Problem description >> Write out the lines below with no changes, leaving out the pictures.

[Excerpts from location labeling data]
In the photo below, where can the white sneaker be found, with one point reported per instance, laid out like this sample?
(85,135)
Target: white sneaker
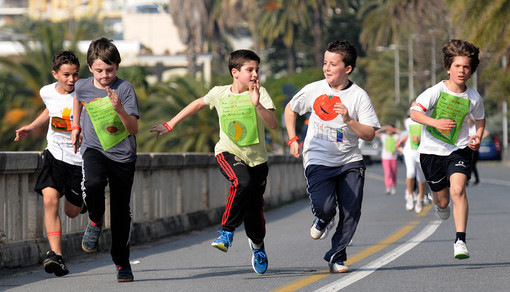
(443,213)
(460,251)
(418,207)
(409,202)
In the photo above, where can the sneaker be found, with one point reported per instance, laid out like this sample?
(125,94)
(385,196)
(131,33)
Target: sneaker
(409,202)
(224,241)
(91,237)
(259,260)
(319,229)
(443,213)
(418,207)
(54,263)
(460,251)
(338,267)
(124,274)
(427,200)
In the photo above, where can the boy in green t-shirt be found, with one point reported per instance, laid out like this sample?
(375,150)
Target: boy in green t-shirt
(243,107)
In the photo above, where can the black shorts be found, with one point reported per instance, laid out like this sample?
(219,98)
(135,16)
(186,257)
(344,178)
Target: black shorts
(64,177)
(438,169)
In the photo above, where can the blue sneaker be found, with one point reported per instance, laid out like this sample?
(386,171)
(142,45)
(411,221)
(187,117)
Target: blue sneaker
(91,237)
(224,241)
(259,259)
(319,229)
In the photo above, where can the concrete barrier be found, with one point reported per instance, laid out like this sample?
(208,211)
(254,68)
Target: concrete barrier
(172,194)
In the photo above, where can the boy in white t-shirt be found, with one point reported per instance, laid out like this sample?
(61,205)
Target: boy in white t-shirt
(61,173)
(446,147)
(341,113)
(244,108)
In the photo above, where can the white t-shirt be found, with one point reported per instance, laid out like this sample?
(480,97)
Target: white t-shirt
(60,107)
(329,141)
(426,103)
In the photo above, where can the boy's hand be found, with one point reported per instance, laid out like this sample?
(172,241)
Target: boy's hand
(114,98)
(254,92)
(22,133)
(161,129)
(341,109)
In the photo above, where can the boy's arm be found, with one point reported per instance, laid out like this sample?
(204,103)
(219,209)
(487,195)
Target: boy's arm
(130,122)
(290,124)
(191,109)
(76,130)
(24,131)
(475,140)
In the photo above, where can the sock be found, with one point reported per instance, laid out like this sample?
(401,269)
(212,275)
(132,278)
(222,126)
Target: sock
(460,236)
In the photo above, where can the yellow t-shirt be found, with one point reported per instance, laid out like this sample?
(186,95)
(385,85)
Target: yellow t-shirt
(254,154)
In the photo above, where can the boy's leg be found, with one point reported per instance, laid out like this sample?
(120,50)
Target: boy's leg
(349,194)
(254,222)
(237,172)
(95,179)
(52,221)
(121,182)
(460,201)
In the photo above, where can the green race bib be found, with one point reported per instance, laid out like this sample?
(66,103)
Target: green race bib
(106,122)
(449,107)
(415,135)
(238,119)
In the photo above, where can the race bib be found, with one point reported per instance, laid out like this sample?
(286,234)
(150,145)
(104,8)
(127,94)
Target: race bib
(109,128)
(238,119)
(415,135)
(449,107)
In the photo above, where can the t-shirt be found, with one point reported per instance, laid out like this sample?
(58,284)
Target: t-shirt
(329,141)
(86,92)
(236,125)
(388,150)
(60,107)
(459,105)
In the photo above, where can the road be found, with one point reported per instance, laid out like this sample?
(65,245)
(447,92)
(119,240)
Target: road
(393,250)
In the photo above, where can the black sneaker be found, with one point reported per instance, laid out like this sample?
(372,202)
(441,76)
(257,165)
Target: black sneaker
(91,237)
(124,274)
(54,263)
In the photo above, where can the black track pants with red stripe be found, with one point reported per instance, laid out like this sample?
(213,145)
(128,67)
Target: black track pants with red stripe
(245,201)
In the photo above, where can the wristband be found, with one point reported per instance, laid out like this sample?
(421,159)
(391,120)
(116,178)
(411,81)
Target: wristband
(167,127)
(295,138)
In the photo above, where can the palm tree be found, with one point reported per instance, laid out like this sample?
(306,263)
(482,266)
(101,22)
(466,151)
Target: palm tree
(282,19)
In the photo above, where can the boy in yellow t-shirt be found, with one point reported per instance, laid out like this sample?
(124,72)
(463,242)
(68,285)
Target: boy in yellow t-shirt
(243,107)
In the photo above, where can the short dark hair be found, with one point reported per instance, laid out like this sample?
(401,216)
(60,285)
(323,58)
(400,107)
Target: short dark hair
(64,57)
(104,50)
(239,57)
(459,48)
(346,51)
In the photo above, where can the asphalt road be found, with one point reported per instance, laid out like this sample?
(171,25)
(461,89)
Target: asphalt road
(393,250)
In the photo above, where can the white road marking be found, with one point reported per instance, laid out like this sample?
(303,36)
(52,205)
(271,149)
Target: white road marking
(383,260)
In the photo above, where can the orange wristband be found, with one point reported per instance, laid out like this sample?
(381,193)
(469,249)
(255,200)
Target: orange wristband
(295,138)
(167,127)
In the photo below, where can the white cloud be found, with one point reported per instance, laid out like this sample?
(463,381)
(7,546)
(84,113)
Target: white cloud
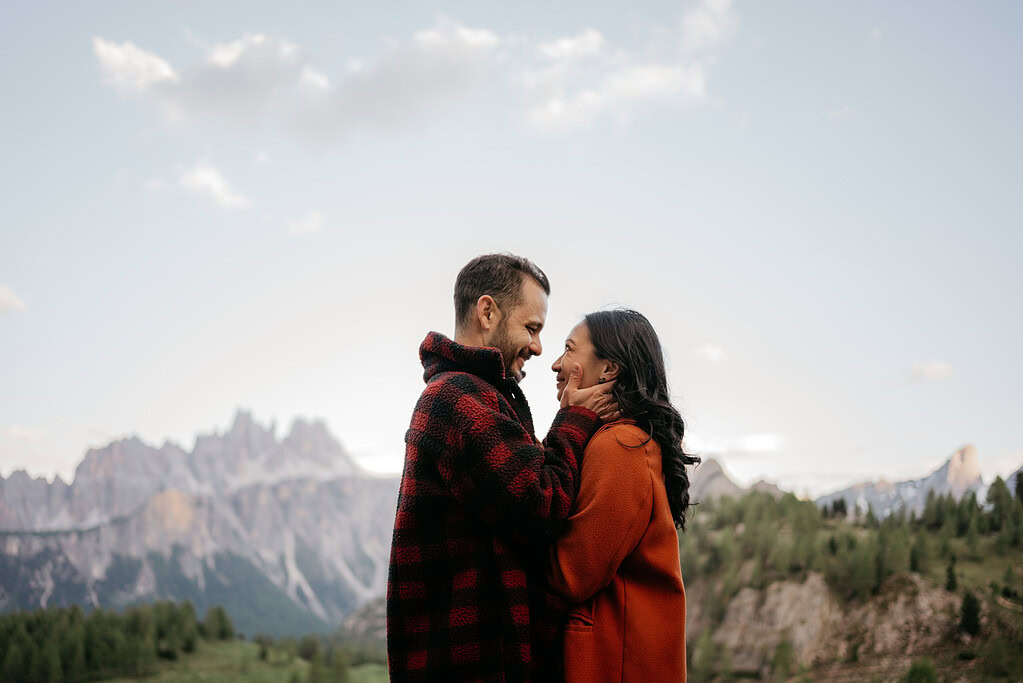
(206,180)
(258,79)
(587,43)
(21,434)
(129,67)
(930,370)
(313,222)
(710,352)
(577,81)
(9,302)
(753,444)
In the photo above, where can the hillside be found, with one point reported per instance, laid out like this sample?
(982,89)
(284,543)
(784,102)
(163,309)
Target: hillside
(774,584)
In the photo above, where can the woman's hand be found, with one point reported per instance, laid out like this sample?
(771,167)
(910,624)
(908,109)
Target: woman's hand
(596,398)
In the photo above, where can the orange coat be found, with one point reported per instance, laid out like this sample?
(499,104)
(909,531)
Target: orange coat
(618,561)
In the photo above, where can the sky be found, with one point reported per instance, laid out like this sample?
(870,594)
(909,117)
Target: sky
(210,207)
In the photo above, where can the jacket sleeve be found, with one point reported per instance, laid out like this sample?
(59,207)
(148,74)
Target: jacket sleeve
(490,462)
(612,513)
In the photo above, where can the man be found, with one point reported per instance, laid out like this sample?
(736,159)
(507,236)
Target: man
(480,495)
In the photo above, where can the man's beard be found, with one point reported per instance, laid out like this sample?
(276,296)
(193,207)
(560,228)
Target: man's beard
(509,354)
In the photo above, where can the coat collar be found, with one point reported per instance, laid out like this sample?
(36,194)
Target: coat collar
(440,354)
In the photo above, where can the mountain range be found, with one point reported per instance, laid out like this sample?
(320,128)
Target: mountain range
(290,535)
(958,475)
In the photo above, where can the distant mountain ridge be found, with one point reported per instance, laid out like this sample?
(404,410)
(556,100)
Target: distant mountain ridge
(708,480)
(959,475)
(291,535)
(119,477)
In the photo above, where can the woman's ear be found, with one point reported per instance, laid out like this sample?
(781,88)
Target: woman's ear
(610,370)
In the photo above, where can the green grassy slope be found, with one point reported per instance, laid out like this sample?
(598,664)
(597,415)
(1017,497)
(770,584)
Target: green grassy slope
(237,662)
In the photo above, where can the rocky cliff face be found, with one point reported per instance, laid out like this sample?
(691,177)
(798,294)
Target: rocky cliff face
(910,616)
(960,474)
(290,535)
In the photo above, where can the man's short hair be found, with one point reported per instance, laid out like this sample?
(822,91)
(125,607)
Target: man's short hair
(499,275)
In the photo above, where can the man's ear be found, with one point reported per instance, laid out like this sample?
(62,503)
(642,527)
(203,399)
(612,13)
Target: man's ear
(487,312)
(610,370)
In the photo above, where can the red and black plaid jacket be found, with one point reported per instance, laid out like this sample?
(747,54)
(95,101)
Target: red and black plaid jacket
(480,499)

Result of this exercise >>
In the photo below, where can the white sneaker be found, with one point reported per instance, laid out like this sample?
(85,135)
Target: white sneaker
(443,213)
(460,251)
(418,207)
(409,202)
In the photo above, where can the sneaker be found, with one point reported per instance, laid out like this sample?
(125,94)
(385,196)
(131,33)
Target: sneaker
(409,202)
(224,241)
(91,237)
(259,260)
(319,229)
(443,213)
(418,207)
(54,263)
(460,251)
(338,267)
(124,274)
(427,200)
In the photo above, where can the boy in green t-shirt be found, with one point reported per instance, laid out like this sample?
(375,150)
Target: boy in green t-shirt
(243,107)
In the photo above, where can the black shorts be found, with one point reported per instance, laid out like this sample?
(219,98)
(135,16)
(186,257)
(344,178)
Target: black shorts
(64,177)
(438,169)
In the photo above, where can the blue sneaker be found, with one point reported per instance, laid out like this sample?
(386,171)
(142,45)
(411,221)
(187,117)
Target: blue sneaker
(91,237)
(224,241)
(259,259)
(319,229)
In the photo above, where can the concrete barrier be found, with one point reported per instance, laid out like this sample?
(208,211)
(254,68)
Target: concrete barrier
(172,194)
In the photo above, where can the boy in white t-shirt be found, with one point reported per instance, laid out like this sample?
(61,205)
Target: boy in white t-shirt
(61,173)
(446,147)
(341,113)
(244,108)
In the photo above, where can the white t-shirt be found, with one point reported per instance, laid out like this sample?
(480,97)
Target: white t-shirt
(60,107)
(329,141)
(426,103)
In the photo above, where can the boy's hand be found, with one point reported per instance, laid out like this sample?
(172,241)
Target: boy's hand
(114,98)
(254,92)
(22,133)
(161,129)
(341,109)
In the photo above, where can the boy's arm be found, with one point reported per instance, laid out like this sample?
(204,103)
(219,209)
(487,195)
Target: boy's arm
(130,122)
(290,124)
(191,109)
(76,130)
(24,131)
(475,140)
In the photo above, where can the sock be found, with one point reported per instance, laid out like this sample?
(401,269)
(212,275)
(132,278)
(222,126)
Target: sock
(460,236)
In the photo above, where can the yellow t-shirt be found, with one point reported per instance, laid out like this sample?
(186,95)
(385,85)
Target: yellow t-shirt
(254,154)
In the photo above, where can the boy's leg be found, with one point reported per instance, laid out like this sample?
(120,50)
Target: boy's leg
(349,194)
(254,222)
(237,172)
(95,179)
(52,221)
(121,182)
(460,201)
In the photo above, where can the green race bib be found, with one point reported per instance, laid out like this sample?
(66,103)
Target: green race bib
(106,122)
(449,107)
(415,135)
(238,119)
In the photo above, where can the race bib be found, with one point reported per instance, laid out like this sample?
(286,234)
(150,145)
(104,8)
(127,94)
Target: race bib
(109,128)
(238,119)
(415,135)
(449,107)
In the photo above, where can the t-shirt be found, with one point reported per instance, laid out like this sample?
(58,284)
Target: t-shirt
(329,141)
(86,92)
(236,125)
(388,150)
(60,107)
(459,105)
In the photo above, where can the road be found, with one point reported per instance, laid out like this sample?
(65,245)
(447,92)
(119,240)
Target: road
(393,250)
In the photo above, where can the black sneaker be found, with one point reported per instance, laid out like this sample?
(372,202)
(441,76)
(257,165)
Target: black sneaker
(91,237)
(124,274)
(54,263)
In the photo above, where can the black track pants with red stripe be found, with one point reported per instance, laid out like this sample?
(213,145)
(128,67)
Target: black track pants with red stripe
(245,201)
In the photo above, where can the wristband be found, with one point reported per instance, laid out like this sample?
(421,159)
(391,120)
(116,178)
(411,81)
Target: wristband
(167,127)
(295,138)
In the photo above, where can the palm tree be found, with one point reported per instance, laid out like this sample?
(306,263)
(482,266)
(101,22)
(466,151)
Target: palm tree
(282,19)
In the photo above, where can the boy in yellow t-shirt be found, with one point reported per instance, laid out like this sample?
(124,72)
(463,242)
(68,285)
Target: boy in yellow t-shirt
(243,107)
In the photo above, where can the short dark hair be found, with one point reported per instance, laid out like this sample?
(401,216)
(60,285)
(323,58)
(400,107)
Target: short dark hair
(64,57)
(104,50)
(239,57)
(459,48)
(346,51)
In the photo above, where can the asphalt road be found, with one point reported per instance, laid out like this sample?
(171,25)
(461,89)
Target: asphalt road
(393,250)
In the photo above, where can the white road marking be found, with one point reported per instance, laid out like this sample?
(303,36)
(52,205)
(271,149)
Target: white road marking
(383,260)
In the photo above, where can the orange wristband be found, with one point reported per instance, laid out like this sample?
(381,193)
(469,249)
(255,200)
Target: orange wristband
(295,138)
(167,127)
In the photo below, where can the white cloud be found, with one point reported per instance, laid out like this sample?
(463,381)
(7,546)
(84,113)
Target: white cloud
(206,180)
(258,79)
(587,43)
(21,434)
(129,67)
(930,370)
(313,222)
(710,352)
(577,81)
(9,302)
(753,444)
In the photo above, where can the hillside be found, with one point reported per instance, laid out like this sample?
(982,89)
(284,543)
(784,102)
(163,309)
Target: hillside
(774,584)
In the photo above, where can the woman's hand be found, with one point reported per instance, laid out like this sample?
(771,167)
(910,624)
(908,109)
Target: woman's hand
(596,398)
In the photo above, where can the orange coat be found, with one point reported per instance, laid out like this sample?
(499,104)
(909,531)
Target: orange coat
(618,561)
In the photo above, where can the sky be found, with one point reported per instance, laid out like this sample?
(870,594)
(909,117)
Target: sky
(210,207)
In the photo above, where can the jacket sleeve be found, with one point reported per instance, laid out like this sample?
(59,207)
(148,74)
Target: jacket sleeve
(490,462)
(612,513)
In the photo above, where can the man be found, with one point reported per instance, laid out like this sample?
(736,159)
(507,236)
Target: man
(480,495)
In the photo above, where can the man's beard be found, with one point reported per instance, laid out like this sample?
(276,296)
(193,207)
(560,228)
Target: man's beard
(509,354)
In the photo above, where can the coat collar be found, with one point reported per instance, laid out like this sample?
(36,194)
Target: coat collar
(440,354)
In the photo above, where can the mountain range be found, with one point reported per instance, laid out like this sample?
(320,128)
Target: mountain range
(290,535)
(958,475)
In the photo above, where can the distant mountain ridge be found, with one point reported per instance, laid out like this sample?
(404,410)
(556,100)
Target: distant mountain ridge
(708,480)
(959,475)
(291,535)
(119,477)
In the photo above, where can the woman's ear be found, with one point reported per instance, laid out like this sample?
(781,88)
Target: woman's ear
(610,370)
In the photo above, where can the green grassy slope be found, with one point reported per instance, laid out like this sample?
(598,664)
(597,415)
(1017,497)
(770,584)
Target: green grassy slope
(237,662)
In the photo above, where can the rocky cliff face be found, with one point reported per instance, laid out like this sample?
(691,177)
(798,294)
Target: rocky cliff face
(910,616)
(960,474)
(290,535)
In the photo above, where can the man's short hair be found, with one point reported per instance, laid out like this sample?
(822,91)
(125,607)
Target: man's short hair
(499,275)
In the photo above, where can the man's ear be found, with one point reported per instance, laid out like this sample?
(62,503)
(642,527)
(203,399)
(612,13)
Target: man's ear
(487,312)
(610,370)
In the photo above, where can the red and black plaid jacket be found, with one point reported per instance, laid out like this sample?
(747,54)
(95,101)
Target: red and black plaid jacket
(480,499)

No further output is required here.